*Exercices à résoudre*
1. Répondez à ces questions sur l'extrait consacré au nouveau bac :
(a) Avec quoi un pas de plus est-il accompli ?
(b) Selon la brochure officielle, combien de temps durera le grand oral ?
(c) D'après la brochure, de quoi la maîtrise du français à l'oral est-elle un marqueur ?
2. Expliquez, s'il vous plaît, pourquoi l'extrait consacré au nouveau bac estime que le grand oral produira l'effet inverse de celui qu'il prétend rechercher.
3. Réécrivez un passage de l'extrait consacré au nouveau bac en remplaçant "recruteurs" par "sélectionneurs". Commencez aux mots "De surcroît, au" et arrêtez-vous après "mois de juin.".

*Extrait à lire*
###
De surcroît, au regard des grandes disparités de résultat que l’on constate actuellement entre les établissements, cela veut dire que le diplôme n’aura pas la même valeur aux yeux des recruteurs du supérieur, selon que le lauréat viendra du lycée huppé de centre-ville ou bien d’un établissement rural ou péri-urbain à la réputation douteuse. Ce biais affecte certes déjà le processus d’orientation sur dossier. Un pas de plus est néanmoins accompli avec la décentralisation du bac lui-même.

5 – La mascarade du grand oral

LA grande innovation du nouveau bac, qui mériterait à elle seule un article entier, c’est l’introduction d’un « grand oral » au mois de juin.

Et là, c’est le grand flou. Le décret de juillet 2016 ne dit absolument rien sur ce grand oral. Une brochure officielle3 précise qu’il durera 20 minutes, dont une présentation par l’élève d’un projet préparé dès la première en lien avec une ou deux de ses spécialités, suivie d’un entretien avec un jury de trois enseignants. 10 % du bac se joueront donc en 20 minutes ! Et on découvre ainsi qu’en plus de toutes les épreuves et du contrôle continu des différentes matières, les élèves devront pendant les 2 années travailler à leur projet pour le grand oral. Quelles consignes pour la conception de ce projet ? Quels contenus ? Quels supports ? On ne sait pas…

La brochure justifie la nécessité de ce nouveau type d’épreuve en disant que la maîtrise du français à l’oral est un marqueur social, et qu’il convient donc de faire travailler tous les élèves à égalité sur cet aspect important de leur réussite future. Soit. Mais il faudrait alors correctement préparer les élèves à cet exercice. Or, rien n’est prévu, aucun enseignement spécifique, aucune heure prise sur la marge, pour mener à bien ce travail. Quand trouvera-t-on le temps de préparer nos élèves au grand oral ? Devront-ils venir nous harceler pour qu’on leur donne quelques conseils ? Devront-nous faire quelques heures supplémentaires de charité pour les préparer ? N’est-il pas évident que ce seront précisément les élèves au « marqueur social » favorable, ceux qui pourront s’entraîner avec papa et maman, qui réussiront le mieux cette épreuve d’éloquence ? Car il s’agit bien d’une épreuve d’éloquence et de bagou, presque voulue ainsi, tellement les contenus attendus sont indéterminés. On est alors en droit de penser que cette épreuve produira l’effet inverse de celui qu’elle prétend rechercher : elle favorisera ceux qui, en raison de leur milieu culturel d’origine, savent comment parler correctement devant des adultes.
###
*Relevés de coordonnées annotés*
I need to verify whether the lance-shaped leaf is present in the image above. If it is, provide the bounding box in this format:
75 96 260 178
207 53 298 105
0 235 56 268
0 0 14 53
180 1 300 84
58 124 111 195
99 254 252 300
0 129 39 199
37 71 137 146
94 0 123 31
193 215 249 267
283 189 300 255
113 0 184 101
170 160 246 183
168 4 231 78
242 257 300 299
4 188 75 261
###
*Réponses par exercice*
1.
(a) Avec la décentralisation du bac lui-même.
(b) 20 minutes.
(c) C'est un marqueur social.

2. Rien n'est prévu pour préparer les élèves à cette épreuve : il n'y a ni enseignement spécifique ni heures dédiées. Ce sont donc les élèves au « marqueur social » favorable, qui peuvent s'entraîner avec leurs parents, qui réussiront le mieux. L'épreuve favorisera ceux qui, en raison de leur milieu culturel d'origine, savent parler correctement devant des adultes.

3.
De surcroît, au regard des grandes disparités de résultat que l’on constate actuellement entre les établissements, cela veut dire que le diplôme n’aura pas la même valeur aux yeux des sélectionneurs du supérieur, selon que le lauréat viendra du lycée huppé de centre-ville ou bien d’un établissement rural ou péri-urbain à la réputation douteuse. Ce biais affecte certes déjà le processus d’orientation sur dossier. Un pas de plus est néanmoins accompli avec la décentralisation du bac lui-même.

5 – La mascarade du grand oral

LA grande innovation du nouveau bac, qui mériterait à elle seule un article entier, c’est l’introduction d’un « grand oral » au mois de juin.